### What is being asked:
Begin at the line that contains "Target: boy in water" and repeat every line from there to the end of the records below, inclusive, without adding any other line.

### Extracted records:
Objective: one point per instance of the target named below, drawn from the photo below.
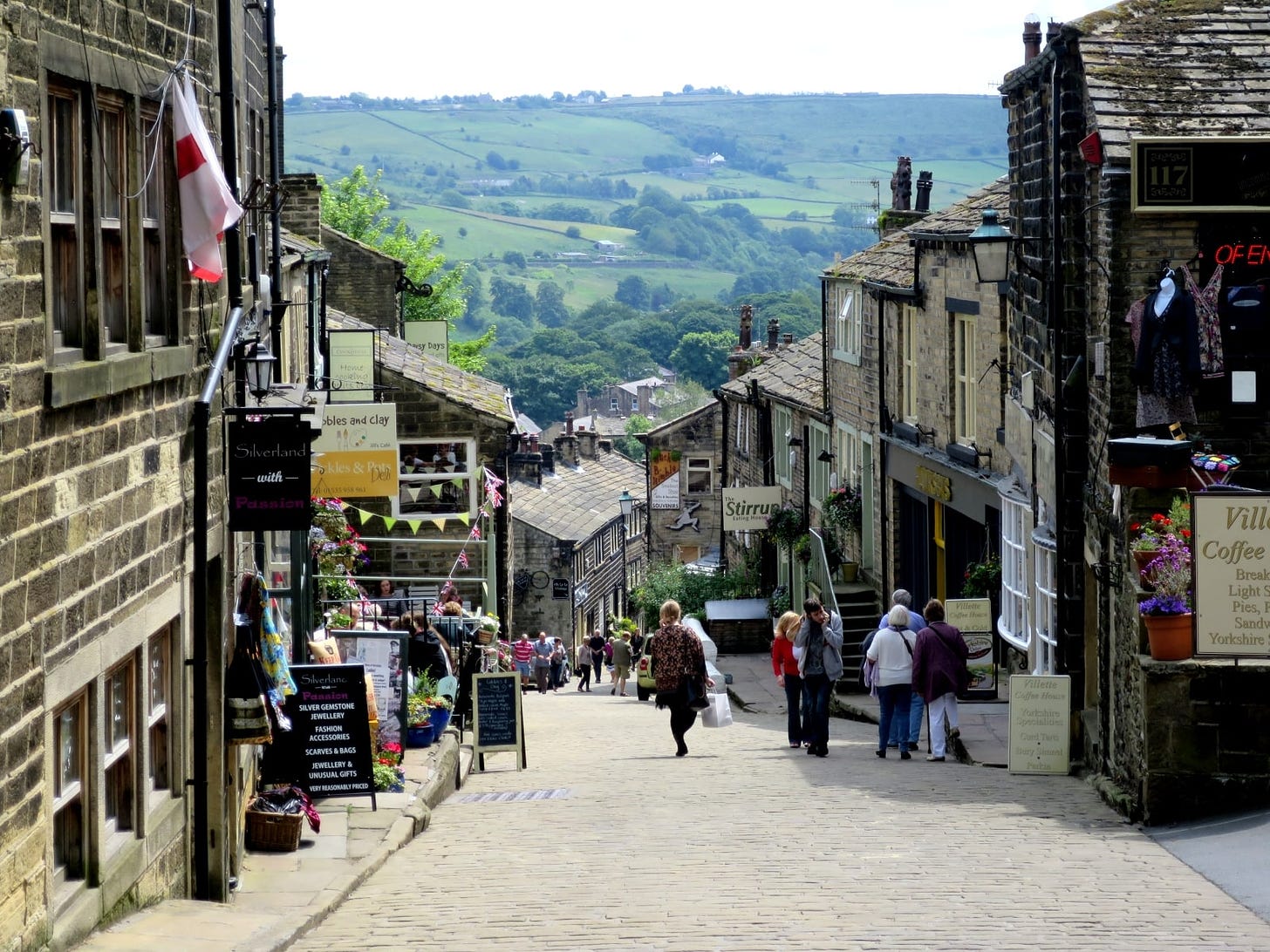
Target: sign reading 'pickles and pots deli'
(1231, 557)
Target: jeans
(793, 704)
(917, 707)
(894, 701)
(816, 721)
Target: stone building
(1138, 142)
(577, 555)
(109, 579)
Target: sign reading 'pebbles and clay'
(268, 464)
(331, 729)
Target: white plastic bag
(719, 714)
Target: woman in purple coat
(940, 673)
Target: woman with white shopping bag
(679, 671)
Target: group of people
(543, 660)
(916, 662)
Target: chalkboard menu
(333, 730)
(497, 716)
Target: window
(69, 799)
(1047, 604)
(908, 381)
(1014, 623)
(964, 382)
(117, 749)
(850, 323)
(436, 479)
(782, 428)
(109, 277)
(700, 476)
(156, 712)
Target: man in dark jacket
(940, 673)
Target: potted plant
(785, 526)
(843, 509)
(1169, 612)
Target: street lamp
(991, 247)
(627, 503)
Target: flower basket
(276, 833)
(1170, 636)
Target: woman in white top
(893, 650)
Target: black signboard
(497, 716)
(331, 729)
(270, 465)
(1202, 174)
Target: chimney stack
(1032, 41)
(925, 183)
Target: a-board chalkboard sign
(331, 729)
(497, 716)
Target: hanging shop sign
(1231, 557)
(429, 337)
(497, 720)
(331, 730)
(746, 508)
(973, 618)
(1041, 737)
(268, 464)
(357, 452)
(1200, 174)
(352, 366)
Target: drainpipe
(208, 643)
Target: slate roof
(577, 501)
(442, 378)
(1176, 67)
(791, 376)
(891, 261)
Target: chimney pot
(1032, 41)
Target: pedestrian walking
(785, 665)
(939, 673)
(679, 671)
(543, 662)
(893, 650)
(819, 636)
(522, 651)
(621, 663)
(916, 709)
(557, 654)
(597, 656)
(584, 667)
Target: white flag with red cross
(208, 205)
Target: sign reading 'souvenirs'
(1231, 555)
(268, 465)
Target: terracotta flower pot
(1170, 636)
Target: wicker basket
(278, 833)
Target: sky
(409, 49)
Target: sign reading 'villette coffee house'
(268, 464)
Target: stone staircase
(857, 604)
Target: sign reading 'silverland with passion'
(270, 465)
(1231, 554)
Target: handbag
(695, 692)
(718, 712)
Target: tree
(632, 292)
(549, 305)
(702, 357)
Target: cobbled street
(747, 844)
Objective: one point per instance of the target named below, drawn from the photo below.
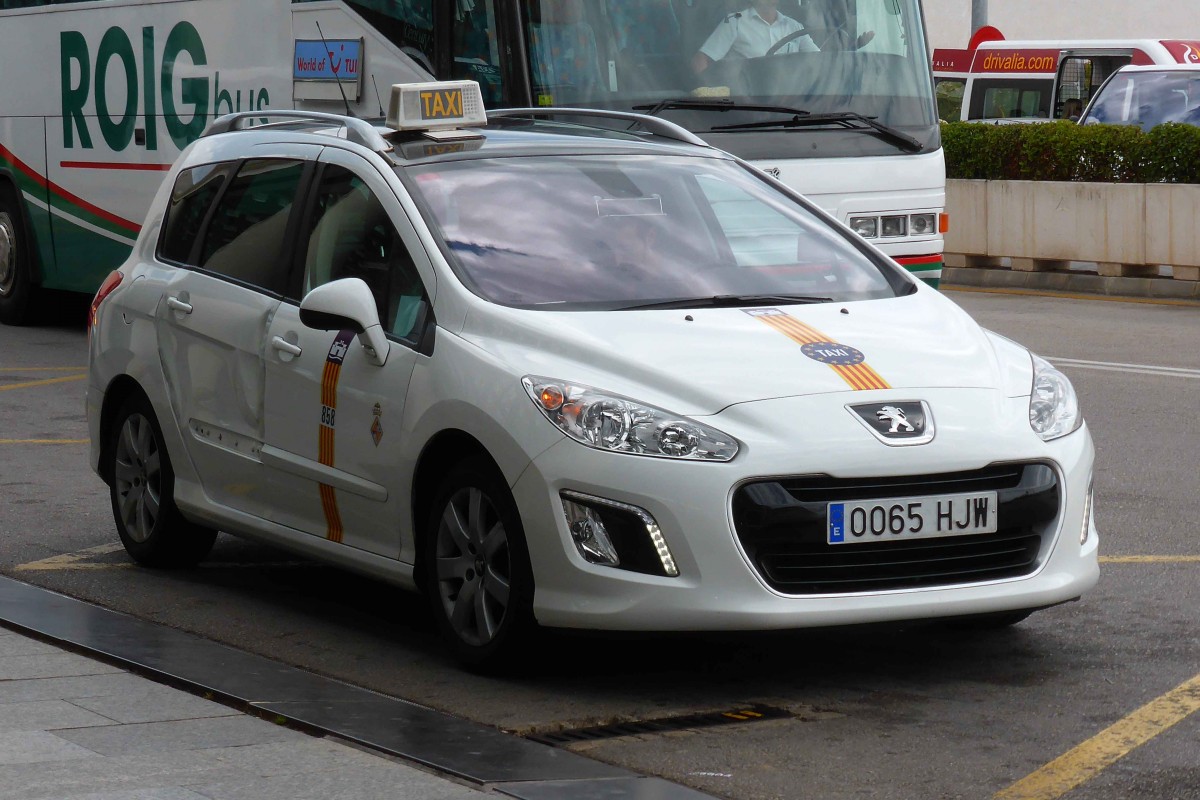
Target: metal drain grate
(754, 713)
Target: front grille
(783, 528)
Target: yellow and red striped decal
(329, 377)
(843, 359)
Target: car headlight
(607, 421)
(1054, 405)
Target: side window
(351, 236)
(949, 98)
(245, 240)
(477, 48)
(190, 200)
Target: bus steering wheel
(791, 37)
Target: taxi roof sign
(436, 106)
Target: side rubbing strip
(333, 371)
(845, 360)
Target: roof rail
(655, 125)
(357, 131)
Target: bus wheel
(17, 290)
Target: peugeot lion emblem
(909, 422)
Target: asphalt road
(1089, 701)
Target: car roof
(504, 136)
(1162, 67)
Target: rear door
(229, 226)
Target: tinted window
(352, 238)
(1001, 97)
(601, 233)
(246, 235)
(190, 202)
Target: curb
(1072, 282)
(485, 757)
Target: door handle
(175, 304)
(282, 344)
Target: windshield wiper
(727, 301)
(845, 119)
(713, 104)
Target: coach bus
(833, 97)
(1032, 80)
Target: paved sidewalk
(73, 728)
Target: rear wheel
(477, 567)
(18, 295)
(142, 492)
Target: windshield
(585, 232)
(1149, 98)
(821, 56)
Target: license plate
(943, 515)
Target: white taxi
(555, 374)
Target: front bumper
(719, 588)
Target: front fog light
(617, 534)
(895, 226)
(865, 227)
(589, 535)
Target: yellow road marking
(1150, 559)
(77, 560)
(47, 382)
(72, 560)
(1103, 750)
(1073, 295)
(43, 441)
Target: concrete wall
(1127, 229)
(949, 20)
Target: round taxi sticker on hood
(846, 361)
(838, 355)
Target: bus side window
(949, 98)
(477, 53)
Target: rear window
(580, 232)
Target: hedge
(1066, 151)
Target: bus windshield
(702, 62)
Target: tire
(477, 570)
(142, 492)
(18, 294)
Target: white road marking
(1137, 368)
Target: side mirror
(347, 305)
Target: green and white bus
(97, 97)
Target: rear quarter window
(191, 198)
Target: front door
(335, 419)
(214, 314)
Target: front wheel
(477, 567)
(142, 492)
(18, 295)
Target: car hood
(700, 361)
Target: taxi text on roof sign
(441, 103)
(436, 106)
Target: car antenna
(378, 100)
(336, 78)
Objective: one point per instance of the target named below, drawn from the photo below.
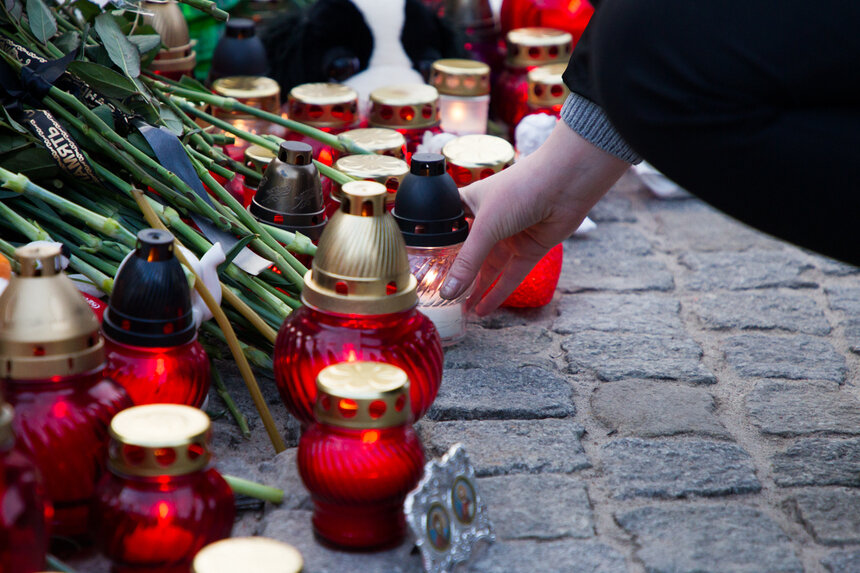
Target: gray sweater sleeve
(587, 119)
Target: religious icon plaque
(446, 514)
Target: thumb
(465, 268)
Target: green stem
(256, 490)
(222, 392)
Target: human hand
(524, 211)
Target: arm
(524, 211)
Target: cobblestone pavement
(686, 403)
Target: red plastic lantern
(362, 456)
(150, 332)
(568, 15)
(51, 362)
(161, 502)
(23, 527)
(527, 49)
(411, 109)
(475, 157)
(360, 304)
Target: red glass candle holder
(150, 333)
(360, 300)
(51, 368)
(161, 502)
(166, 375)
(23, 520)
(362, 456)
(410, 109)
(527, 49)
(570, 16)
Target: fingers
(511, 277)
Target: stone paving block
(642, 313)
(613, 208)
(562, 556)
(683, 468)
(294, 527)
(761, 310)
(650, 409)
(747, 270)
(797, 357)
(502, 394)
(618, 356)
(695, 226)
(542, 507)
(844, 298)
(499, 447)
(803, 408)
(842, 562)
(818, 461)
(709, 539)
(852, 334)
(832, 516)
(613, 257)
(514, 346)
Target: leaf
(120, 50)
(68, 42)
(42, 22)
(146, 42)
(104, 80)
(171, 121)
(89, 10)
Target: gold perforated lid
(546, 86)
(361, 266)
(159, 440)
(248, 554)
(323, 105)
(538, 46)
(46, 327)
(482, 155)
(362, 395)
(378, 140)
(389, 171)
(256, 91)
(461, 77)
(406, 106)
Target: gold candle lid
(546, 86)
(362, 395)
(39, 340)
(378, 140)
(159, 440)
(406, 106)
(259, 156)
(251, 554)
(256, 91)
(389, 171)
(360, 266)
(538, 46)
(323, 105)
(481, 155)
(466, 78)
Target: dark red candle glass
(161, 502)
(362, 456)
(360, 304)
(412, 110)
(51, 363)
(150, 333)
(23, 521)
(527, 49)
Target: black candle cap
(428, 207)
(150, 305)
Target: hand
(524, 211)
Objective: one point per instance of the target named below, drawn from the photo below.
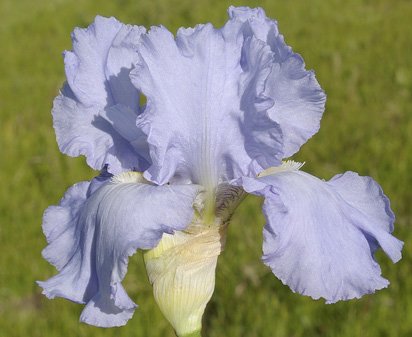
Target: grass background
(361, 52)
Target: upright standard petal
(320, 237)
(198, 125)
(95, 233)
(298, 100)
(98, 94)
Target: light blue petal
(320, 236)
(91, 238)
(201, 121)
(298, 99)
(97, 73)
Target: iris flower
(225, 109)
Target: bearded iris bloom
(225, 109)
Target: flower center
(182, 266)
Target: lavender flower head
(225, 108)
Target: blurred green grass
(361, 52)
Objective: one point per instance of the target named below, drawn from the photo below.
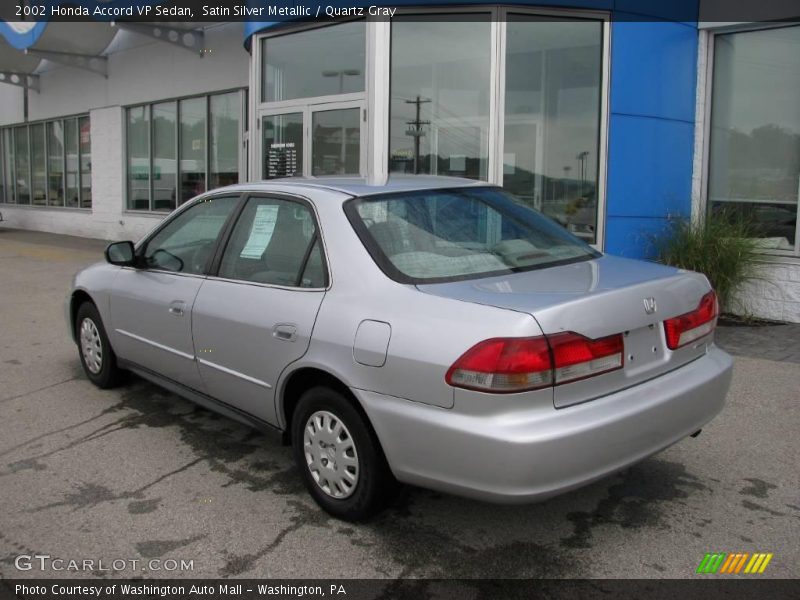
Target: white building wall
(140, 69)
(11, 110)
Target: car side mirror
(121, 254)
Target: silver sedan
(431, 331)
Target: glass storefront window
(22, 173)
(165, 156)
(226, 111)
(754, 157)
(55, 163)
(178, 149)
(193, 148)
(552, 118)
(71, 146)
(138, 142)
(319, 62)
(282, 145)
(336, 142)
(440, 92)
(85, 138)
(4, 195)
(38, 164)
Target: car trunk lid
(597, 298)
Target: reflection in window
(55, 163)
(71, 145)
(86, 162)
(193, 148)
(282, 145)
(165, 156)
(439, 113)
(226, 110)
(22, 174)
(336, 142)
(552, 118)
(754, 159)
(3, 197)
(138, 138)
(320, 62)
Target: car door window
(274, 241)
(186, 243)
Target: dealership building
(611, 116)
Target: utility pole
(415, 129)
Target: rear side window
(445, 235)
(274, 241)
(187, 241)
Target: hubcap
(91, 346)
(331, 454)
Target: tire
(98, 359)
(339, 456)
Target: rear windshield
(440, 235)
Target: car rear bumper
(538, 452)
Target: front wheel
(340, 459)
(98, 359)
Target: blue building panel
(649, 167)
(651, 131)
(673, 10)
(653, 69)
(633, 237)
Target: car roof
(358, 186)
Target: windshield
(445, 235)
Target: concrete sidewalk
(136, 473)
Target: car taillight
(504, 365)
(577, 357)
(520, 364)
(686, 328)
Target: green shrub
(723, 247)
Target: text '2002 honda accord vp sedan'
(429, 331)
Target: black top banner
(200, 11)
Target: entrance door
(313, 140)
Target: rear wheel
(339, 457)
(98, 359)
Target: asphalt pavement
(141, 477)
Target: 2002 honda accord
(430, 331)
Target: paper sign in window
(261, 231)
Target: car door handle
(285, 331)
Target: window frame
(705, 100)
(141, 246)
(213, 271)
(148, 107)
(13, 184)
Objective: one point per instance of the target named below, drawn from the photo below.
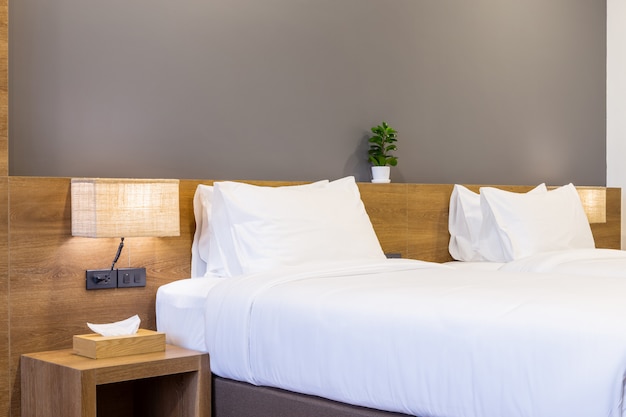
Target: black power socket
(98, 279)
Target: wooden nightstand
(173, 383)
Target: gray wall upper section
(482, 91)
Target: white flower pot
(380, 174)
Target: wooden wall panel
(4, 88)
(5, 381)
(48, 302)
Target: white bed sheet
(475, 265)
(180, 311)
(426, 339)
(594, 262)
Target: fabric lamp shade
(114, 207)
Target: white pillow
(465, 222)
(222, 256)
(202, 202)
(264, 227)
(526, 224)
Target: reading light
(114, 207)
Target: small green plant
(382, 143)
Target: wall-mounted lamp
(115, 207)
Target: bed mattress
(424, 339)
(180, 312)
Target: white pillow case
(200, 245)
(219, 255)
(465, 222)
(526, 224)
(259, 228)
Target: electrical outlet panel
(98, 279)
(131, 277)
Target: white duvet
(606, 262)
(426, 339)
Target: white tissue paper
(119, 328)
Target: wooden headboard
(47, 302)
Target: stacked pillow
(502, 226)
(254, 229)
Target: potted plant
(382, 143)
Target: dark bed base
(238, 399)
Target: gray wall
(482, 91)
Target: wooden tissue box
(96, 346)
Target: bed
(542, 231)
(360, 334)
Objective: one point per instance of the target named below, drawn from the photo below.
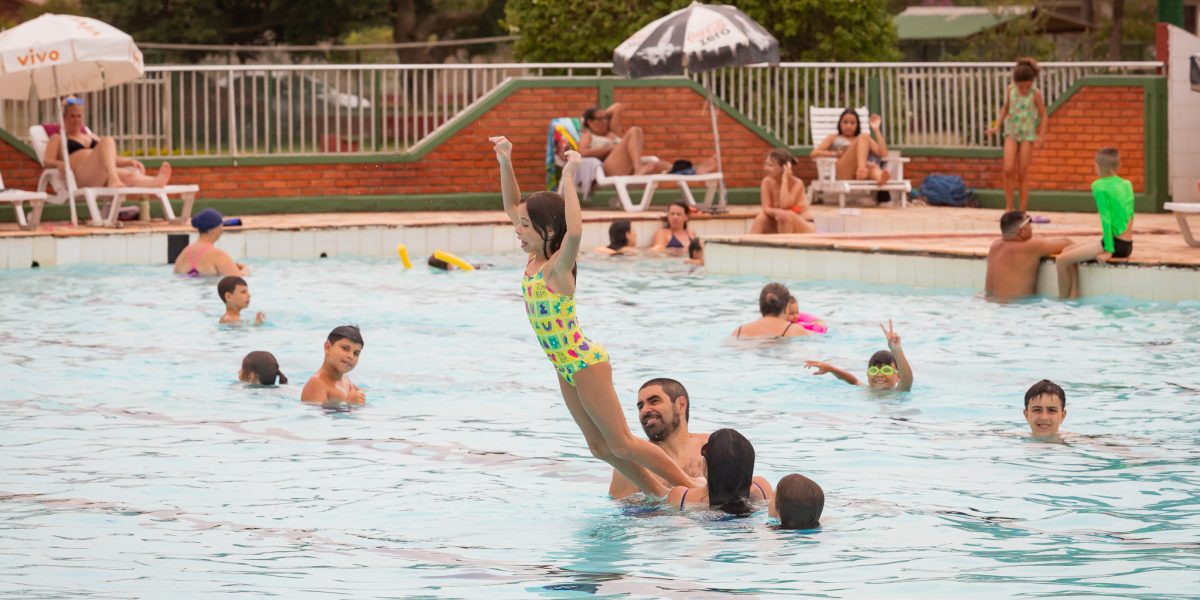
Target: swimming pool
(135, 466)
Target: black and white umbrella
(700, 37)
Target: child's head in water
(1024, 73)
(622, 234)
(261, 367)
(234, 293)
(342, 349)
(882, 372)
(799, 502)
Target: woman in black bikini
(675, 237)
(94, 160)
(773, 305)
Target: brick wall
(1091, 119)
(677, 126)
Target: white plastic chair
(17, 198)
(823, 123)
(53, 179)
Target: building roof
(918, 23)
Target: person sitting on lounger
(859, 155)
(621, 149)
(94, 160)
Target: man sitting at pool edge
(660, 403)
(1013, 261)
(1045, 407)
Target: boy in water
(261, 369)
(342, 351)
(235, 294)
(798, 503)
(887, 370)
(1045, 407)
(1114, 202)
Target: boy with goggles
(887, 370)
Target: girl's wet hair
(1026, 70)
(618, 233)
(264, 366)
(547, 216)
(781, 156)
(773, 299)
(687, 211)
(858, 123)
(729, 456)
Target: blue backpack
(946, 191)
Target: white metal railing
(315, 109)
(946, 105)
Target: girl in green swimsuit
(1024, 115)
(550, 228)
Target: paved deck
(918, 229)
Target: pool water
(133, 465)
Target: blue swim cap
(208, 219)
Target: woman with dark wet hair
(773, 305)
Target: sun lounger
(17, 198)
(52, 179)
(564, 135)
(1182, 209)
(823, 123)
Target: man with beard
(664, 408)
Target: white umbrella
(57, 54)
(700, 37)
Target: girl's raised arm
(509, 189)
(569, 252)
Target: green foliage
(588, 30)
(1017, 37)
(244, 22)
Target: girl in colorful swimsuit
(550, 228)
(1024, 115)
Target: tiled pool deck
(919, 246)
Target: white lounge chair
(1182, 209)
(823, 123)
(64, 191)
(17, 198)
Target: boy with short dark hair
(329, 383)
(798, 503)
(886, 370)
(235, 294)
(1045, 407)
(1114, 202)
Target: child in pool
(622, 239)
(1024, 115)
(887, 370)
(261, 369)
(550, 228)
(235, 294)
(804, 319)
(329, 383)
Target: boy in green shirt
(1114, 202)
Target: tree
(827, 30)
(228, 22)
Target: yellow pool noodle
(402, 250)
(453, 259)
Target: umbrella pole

### Solution for this problem:
Target: boy in water
(261, 369)
(342, 351)
(235, 294)
(798, 503)
(887, 370)
(1045, 407)
(1114, 202)
Target: boy with goggles
(887, 370)
Target: girl's wet hair
(1026, 70)
(618, 233)
(264, 366)
(547, 216)
(781, 156)
(773, 299)
(687, 211)
(858, 123)
(729, 456)
Target: blue backpack
(946, 191)
Target: white metal railing
(315, 109)
(946, 105)
Target: girl in green swimsuit
(1024, 115)
(550, 228)
Target: paved deck
(918, 229)
Target: pool water
(133, 465)
Target: blue swim cap
(208, 219)
Target: woman with dark wet hair
(773, 305)
Target: sun lounger
(17, 198)
(52, 179)
(564, 135)
(1182, 209)
(823, 123)
Target: man with beard
(664, 408)
Target: white umbrella
(57, 54)
(700, 37)
Target: girl's raised arm
(509, 189)
(569, 252)
Target: green foliage
(588, 30)
(1017, 37)
(244, 22)
Target: girl in colorful swimsuit
(550, 228)
(1024, 115)
Target: tiled pool deck
(919, 246)
Target: white lounge chair
(1182, 209)
(823, 123)
(64, 191)
(17, 198)
Target: boy with short dark hair
(329, 383)
(798, 503)
(886, 370)
(235, 294)
(1045, 407)
(1114, 202)
Target: child in pool
(622, 239)
(1024, 115)
(887, 370)
(261, 369)
(550, 228)
(235, 294)
(804, 319)
(329, 383)
Target: boy in green shirt
(1114, 202)
Target: tree
(827, 30)
(228, 22)
Target: yellow pool noodle
(402, 250)
(453, 259)
Target: umbrella pole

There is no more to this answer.